═════ Excerpted passage

Getting ready for the London Olympics at his weekly neighborhood block party.

What I learned over the next few weeks is just how much good orbits the world in which I live and work. When I asked folks from the United States Olympic Committee if they had anything I could give to Michael, communications director Mark Jones loaded me up with jackets and shirts and hats and flags. The folks from Nike and Ralph Lauren did the same. More than 25 athletes signed a Polo shirt for Michael—the same one they will wear at Opening Ceremonies–and wrote notes to him. Many of them told me stories about Make-A-Wish programs they were involved in and asked me to write down the link to Michael’s website so they could keep up with his progress. Everyone wanted to do something.

“Let me go get some autographs for you” … “Let me see if I can drum up more swag for him” … “Do you want shirts for his mom and dad?” … “Don’t worry about that second story you were supposed to write. Keep doing what you’re doing.”

Although he was too sick to come to the hotel in person, Michael was all over that summit. We’d set out to do something nice to put a smile on a sick little boy’s face, and he was the one putting a smile on all of ours. That Friday, his parents gave him his Olympic gifts at the weekly neighborhood block party they throw in his honor. I later found out that he wore the hat all day.

══════════

_Aim of the task_
Please extend the passage about Michael and his Olympic gifts, starting after its final sentence. The listing has nothing to do with this passage.

═════ The data

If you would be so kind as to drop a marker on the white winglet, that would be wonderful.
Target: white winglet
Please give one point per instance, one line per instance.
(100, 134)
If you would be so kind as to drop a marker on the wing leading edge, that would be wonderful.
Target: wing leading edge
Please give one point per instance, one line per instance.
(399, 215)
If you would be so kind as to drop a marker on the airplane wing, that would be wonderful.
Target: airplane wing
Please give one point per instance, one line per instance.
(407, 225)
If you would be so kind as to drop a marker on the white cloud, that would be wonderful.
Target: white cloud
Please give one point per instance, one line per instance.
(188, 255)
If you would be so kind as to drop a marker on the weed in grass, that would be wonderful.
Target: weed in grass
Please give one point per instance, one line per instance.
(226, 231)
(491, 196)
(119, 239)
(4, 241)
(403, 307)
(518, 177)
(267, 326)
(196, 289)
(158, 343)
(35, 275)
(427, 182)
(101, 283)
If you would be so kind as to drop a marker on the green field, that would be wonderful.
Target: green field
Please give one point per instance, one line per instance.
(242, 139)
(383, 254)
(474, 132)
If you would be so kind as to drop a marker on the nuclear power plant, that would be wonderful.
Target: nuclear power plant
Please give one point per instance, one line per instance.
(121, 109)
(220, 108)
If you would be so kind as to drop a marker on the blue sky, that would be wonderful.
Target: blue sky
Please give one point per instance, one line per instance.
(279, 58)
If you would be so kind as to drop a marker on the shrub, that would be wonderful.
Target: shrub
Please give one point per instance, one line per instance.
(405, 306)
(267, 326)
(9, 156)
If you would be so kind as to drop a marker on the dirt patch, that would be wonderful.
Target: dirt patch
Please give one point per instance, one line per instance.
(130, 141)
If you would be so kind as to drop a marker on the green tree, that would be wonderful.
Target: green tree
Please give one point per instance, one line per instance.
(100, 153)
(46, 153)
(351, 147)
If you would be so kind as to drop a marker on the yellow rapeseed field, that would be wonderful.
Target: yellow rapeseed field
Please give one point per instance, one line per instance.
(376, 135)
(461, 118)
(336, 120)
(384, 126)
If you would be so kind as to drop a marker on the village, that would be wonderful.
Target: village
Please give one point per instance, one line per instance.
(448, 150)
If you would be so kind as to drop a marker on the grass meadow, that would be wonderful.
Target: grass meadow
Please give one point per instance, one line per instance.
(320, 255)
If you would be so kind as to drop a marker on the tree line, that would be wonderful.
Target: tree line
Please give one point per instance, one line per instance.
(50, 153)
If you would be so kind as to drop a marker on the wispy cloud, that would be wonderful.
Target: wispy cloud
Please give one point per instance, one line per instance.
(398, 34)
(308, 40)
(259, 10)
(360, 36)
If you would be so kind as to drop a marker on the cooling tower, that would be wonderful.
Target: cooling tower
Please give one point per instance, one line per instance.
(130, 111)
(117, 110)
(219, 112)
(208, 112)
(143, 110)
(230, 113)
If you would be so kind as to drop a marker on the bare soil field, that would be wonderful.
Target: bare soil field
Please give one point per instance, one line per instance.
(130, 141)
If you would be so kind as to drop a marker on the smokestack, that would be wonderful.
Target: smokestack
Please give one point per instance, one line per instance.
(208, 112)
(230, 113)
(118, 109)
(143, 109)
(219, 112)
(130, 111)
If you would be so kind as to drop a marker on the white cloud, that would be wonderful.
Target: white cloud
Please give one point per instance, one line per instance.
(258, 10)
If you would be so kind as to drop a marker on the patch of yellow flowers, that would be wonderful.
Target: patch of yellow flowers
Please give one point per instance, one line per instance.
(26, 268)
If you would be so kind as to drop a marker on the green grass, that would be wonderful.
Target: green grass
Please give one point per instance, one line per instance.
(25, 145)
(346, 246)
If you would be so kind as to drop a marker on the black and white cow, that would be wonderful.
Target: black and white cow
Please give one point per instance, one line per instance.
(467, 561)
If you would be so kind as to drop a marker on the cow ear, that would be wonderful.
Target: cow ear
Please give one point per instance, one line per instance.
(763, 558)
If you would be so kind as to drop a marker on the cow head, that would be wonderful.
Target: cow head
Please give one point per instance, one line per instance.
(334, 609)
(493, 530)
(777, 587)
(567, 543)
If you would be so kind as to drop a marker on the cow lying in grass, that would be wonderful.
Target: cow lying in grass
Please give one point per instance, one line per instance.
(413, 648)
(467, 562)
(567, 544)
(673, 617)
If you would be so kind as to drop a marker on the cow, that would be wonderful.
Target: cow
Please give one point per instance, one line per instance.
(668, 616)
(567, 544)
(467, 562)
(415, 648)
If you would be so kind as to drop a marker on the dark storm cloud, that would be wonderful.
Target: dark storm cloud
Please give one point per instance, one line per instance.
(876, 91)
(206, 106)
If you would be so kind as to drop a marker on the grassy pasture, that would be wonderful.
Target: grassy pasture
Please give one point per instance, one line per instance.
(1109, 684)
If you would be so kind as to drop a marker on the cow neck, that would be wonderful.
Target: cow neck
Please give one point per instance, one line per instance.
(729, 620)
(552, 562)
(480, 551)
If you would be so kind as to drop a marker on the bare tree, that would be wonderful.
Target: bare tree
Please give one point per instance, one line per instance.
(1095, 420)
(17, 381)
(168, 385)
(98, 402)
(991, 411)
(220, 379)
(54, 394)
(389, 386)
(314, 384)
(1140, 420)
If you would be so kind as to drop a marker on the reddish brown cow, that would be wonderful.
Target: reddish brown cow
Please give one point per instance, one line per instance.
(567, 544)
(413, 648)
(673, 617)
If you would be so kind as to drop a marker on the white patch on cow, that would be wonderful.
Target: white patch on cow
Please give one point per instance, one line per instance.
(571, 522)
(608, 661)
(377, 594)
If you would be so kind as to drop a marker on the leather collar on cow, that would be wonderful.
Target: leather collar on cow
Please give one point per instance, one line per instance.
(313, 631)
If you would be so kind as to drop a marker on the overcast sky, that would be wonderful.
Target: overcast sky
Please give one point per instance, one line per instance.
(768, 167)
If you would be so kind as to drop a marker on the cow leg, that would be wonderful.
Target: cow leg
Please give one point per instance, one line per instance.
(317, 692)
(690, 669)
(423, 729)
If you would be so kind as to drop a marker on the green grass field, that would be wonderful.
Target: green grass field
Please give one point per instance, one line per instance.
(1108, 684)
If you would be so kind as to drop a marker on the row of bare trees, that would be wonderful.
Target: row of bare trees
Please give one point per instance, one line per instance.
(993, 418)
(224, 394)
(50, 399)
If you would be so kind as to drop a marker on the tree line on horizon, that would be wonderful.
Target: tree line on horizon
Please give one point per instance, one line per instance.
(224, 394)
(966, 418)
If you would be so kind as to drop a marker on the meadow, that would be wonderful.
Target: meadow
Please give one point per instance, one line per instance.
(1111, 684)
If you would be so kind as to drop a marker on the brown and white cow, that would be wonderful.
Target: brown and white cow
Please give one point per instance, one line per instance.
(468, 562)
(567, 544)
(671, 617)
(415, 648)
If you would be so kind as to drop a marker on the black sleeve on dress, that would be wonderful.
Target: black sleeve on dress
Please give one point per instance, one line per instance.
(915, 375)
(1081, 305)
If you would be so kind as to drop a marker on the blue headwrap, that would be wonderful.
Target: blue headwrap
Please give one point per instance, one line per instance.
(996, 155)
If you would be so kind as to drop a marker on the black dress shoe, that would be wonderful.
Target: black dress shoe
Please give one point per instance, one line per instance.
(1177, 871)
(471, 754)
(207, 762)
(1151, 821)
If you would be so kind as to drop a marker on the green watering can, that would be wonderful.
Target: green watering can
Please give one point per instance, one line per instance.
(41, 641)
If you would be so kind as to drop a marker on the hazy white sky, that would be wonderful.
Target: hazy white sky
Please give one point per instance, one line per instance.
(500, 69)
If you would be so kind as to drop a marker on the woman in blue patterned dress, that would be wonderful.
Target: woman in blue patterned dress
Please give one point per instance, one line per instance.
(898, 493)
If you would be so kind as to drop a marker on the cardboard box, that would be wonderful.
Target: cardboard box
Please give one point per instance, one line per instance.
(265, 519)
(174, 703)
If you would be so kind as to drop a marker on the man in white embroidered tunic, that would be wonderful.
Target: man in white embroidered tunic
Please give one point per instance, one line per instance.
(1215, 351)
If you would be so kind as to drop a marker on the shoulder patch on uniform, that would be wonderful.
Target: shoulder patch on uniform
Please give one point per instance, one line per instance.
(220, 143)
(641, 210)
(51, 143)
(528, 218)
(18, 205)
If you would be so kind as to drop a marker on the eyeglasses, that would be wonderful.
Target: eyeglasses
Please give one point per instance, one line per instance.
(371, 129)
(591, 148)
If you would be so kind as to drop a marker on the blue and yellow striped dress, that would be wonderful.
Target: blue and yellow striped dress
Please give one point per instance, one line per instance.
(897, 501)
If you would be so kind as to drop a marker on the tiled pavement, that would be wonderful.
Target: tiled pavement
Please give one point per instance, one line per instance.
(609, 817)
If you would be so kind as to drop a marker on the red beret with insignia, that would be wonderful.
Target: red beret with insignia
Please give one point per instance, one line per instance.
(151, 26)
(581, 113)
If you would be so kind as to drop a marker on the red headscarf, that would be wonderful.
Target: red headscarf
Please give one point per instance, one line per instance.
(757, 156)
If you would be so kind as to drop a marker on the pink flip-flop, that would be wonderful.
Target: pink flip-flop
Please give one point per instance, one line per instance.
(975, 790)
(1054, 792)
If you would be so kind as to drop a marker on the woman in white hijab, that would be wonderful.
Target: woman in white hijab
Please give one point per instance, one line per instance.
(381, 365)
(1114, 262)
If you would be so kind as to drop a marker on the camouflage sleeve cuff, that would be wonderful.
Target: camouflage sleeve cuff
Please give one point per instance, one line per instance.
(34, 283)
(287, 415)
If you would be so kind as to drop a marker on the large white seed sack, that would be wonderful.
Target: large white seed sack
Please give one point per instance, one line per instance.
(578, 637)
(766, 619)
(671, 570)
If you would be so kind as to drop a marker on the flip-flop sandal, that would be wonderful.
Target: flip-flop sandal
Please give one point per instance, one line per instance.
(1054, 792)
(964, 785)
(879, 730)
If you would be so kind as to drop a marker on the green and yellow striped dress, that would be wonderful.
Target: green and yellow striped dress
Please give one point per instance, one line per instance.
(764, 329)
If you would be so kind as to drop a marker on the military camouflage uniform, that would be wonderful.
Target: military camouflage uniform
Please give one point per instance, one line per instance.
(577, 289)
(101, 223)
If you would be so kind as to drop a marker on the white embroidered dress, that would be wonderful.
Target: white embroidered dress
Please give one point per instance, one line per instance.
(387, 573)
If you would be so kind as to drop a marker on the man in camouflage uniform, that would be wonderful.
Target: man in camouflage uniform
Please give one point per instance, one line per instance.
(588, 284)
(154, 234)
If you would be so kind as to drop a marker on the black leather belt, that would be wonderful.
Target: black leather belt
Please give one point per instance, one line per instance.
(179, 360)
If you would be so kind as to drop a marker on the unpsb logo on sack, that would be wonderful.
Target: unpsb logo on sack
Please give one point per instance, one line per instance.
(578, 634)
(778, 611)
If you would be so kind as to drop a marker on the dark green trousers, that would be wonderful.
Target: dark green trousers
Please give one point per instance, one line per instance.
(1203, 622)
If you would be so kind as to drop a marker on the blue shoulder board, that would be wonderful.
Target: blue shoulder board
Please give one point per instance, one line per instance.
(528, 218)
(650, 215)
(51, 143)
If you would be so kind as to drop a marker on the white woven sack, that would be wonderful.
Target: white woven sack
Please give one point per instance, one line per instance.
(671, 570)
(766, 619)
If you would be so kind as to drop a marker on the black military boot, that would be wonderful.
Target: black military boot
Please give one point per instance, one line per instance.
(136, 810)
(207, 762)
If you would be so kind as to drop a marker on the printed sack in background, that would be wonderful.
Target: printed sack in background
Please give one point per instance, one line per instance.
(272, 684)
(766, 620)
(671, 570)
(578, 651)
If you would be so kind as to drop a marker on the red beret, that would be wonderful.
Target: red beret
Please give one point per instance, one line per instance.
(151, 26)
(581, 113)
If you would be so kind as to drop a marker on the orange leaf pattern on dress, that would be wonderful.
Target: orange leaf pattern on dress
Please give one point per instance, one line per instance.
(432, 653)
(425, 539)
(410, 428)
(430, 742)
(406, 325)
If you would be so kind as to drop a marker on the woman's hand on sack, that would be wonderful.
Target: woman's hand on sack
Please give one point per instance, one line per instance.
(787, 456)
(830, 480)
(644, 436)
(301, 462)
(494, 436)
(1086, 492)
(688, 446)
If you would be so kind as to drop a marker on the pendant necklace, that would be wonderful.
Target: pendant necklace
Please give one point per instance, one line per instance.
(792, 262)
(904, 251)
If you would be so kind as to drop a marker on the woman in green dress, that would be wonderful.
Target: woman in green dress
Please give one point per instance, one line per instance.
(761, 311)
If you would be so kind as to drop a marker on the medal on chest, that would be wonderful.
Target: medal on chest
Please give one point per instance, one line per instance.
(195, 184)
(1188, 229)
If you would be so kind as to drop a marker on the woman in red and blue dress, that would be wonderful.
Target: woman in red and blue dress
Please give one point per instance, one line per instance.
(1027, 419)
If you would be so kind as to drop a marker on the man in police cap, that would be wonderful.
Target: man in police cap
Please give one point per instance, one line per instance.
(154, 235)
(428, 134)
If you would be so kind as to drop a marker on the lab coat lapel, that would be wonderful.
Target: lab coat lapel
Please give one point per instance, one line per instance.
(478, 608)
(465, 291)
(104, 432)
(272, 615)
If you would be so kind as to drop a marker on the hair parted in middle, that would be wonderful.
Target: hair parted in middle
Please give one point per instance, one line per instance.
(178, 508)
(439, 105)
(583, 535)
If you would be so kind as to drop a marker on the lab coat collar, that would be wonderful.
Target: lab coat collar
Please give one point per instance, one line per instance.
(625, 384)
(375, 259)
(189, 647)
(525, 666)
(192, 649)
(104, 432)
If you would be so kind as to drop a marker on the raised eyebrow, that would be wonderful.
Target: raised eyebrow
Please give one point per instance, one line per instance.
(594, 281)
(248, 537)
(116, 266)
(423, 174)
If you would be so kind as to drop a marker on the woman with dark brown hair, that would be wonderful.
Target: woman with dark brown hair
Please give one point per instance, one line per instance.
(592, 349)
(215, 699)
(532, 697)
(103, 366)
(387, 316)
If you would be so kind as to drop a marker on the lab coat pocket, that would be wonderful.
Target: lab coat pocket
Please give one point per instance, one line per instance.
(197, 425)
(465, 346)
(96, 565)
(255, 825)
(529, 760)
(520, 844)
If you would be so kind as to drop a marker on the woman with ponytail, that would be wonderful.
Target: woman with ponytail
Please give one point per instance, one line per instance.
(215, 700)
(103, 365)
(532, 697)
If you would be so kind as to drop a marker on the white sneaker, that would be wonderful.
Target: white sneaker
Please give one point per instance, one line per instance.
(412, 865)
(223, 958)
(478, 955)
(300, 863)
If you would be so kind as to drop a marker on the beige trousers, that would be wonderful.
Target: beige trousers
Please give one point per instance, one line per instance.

══════════

_Solved exercise_
The day I left Dallas, my friend Anna Katherine Clemmons sent me an e-mail. Anna covers baseball at The Mag and she’d been thinking about Michael since I told her his story at the summit. “I don’t know if this is going to work out,” she wrote, “but the PR guys over at the Rangers are really nice. Most of them are dads. Let me reach out to them.” Then we crossed our fingers. And hoped Michael liked baseball.

Michael and Josh Hamilton at Rangers batting practice.

Two weeks later, the Texas Rangers, the hottest team in baseball, hosted Michael and his family at a Tuesday batting practice and made him feel like a rock star. They gave them tickets so they could stay and watch the Rangers beat the Seattle Mariners. The Rangers, it turns out, are Michael’s favorite team. And every guy on that team–from Josh Hamilton to Yu Darvish to Elvis Andrus—stopped by to say hello, shake Michael’s hand and take a photo with him. When I saw the photos, I cried. And became a Rangers fan.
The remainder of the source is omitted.